[Data extract — start]
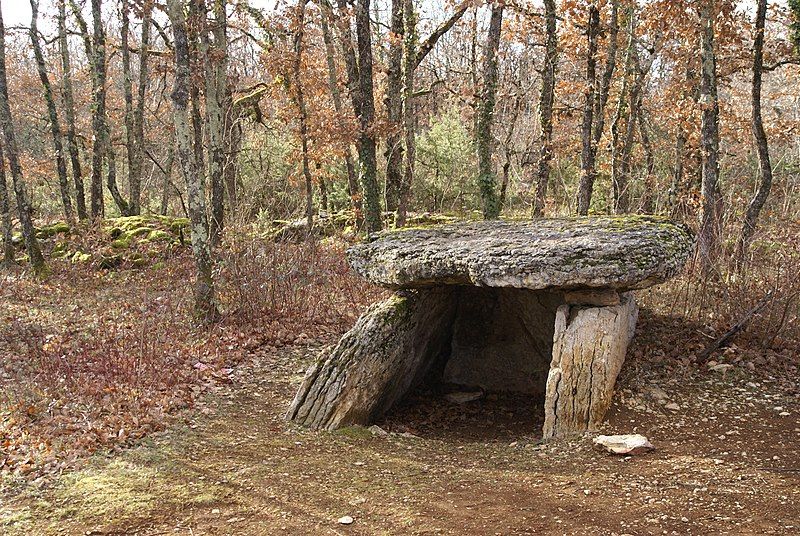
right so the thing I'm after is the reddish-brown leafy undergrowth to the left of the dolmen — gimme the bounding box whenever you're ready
[0,233,380,476]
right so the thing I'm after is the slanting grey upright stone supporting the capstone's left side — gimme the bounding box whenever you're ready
[286,288,457,430]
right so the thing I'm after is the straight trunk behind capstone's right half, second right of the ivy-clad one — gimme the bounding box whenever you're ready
[577,4,600,216]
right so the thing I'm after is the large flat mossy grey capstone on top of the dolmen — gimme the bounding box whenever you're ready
[348,216,694,291]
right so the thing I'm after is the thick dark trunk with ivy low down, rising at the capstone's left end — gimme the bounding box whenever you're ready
[356,0,383,233]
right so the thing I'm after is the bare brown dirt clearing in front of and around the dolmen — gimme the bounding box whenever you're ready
[0,311,800,535]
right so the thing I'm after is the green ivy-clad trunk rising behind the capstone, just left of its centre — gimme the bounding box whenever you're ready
[475,2,505,220]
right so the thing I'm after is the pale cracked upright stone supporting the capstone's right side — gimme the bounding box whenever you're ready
[543,293,638,439]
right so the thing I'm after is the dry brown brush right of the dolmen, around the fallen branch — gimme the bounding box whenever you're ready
[641,222,800,368]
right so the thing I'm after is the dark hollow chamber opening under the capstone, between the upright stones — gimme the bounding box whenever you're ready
[377,286,564,442]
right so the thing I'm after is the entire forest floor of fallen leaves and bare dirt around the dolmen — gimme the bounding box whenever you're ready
[0,231,800,535]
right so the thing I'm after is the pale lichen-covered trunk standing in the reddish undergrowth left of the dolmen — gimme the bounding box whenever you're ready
[167,0,219,323]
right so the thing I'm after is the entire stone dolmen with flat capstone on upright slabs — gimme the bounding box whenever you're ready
[287,216,694,439]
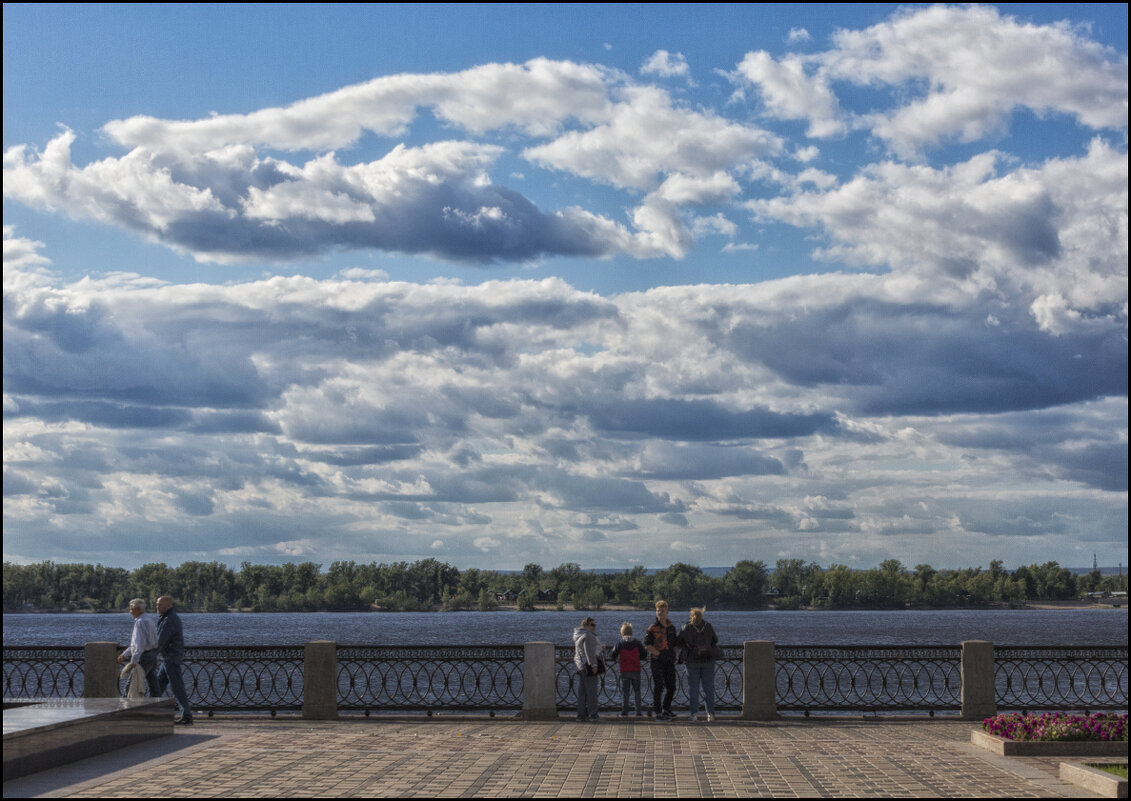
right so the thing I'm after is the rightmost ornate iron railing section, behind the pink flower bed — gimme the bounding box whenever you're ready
[994,645,1128,710]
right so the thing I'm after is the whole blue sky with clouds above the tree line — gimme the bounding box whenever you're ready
[3,3,1128,569]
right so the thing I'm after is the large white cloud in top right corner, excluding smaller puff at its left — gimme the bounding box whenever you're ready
[821,6,1128,157]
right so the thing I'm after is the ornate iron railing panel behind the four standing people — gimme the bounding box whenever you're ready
[554,645,742,712]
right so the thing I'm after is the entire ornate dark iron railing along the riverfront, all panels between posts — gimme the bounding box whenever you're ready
[3,645,1128,713]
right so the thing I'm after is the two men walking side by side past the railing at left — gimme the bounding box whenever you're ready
[118,595,192,726]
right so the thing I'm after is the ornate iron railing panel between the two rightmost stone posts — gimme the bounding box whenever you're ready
[774,645,962,713]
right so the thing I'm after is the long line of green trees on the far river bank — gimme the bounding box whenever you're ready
[3,559,1126,612]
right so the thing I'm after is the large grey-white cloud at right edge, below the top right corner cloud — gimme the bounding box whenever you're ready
[748,140,1128,333]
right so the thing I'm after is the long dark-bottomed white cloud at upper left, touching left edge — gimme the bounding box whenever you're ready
[5,131,636,262]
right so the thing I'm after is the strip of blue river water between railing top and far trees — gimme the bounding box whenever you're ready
[3,608,1128,646]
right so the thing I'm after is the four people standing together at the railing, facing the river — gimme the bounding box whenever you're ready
[573,601,720,723]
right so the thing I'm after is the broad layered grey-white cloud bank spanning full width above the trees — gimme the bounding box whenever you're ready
[5,246,1126,565]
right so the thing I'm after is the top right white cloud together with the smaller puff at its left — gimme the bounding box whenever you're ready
[734,6,1128,158]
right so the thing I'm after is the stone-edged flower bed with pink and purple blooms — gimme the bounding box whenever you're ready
[970,712,1128,757]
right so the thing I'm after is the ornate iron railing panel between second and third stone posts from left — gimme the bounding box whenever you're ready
[338,645,524,714]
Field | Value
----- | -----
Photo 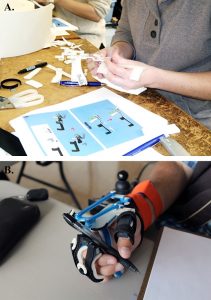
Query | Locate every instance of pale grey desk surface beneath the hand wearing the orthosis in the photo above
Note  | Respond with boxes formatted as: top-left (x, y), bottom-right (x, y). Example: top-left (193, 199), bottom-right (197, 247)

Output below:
top-left (0, 181), bottom-right (153, 300)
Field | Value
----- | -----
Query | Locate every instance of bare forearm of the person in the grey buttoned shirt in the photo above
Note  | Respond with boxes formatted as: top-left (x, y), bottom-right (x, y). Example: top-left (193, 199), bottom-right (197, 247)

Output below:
top-left (146, 68), bottom-right (211, 100)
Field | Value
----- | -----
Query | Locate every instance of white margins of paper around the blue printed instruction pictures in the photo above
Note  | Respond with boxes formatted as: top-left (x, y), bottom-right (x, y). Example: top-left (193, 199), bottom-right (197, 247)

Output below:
top-left (10, 88), bottom-right (178, 160)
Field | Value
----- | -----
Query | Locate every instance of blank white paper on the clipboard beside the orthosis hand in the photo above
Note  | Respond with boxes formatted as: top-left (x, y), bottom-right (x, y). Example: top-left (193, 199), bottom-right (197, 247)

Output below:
top-left (144, 228), bottom-right (211, 300)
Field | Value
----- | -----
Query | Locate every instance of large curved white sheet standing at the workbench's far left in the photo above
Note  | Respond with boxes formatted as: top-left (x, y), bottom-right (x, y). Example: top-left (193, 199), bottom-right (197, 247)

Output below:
top-left (0, 4), bottom-right (54, 58)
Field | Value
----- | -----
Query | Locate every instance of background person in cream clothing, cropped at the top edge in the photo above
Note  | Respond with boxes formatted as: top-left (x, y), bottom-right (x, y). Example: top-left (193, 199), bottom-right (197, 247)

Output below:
top-left (37, 0), bottom-right (111, 48)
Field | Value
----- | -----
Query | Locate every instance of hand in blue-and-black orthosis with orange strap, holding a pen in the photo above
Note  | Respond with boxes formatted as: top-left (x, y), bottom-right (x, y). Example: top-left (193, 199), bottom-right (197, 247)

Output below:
top-left (64, 171), bottom-right (162, 282)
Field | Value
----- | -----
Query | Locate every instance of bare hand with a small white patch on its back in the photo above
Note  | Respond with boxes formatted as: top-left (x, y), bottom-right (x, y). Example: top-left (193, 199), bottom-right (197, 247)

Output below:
top-left (98, 55), bottom-right (159, 89)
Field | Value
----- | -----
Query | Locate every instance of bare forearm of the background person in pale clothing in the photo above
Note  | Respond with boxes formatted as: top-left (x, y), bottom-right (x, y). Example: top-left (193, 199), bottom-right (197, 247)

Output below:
top-left (55, 0), bottom-right (101, 22)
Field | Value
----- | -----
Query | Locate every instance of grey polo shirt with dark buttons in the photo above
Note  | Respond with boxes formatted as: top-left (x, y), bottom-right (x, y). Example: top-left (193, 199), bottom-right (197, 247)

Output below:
top-left (112, 0), bottom-right (211, 129)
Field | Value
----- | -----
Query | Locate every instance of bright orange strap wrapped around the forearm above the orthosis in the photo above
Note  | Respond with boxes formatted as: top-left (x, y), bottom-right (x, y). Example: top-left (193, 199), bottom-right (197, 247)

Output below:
top-left (128, 180), bottom-right (163, 230)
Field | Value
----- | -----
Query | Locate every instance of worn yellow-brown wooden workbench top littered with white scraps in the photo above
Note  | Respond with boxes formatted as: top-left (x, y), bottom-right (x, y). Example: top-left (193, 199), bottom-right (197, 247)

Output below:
top-left (0, 36), bottom-right (211, 156)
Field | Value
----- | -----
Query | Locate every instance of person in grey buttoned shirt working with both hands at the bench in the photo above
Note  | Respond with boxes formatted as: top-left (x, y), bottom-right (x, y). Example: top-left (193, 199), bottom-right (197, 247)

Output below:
top-left (88, 0), bottom-right (211, 129)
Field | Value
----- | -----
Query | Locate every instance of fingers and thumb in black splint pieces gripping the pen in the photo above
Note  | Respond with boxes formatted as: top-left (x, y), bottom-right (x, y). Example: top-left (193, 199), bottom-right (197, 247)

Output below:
top-left (71, 208), bottom-right (144, 282)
[Data extract — finish]
*Problem to work on*:
Within the entries, count the lines containing the string "black" and state nothing but the result.

*Result of this exercise*:
2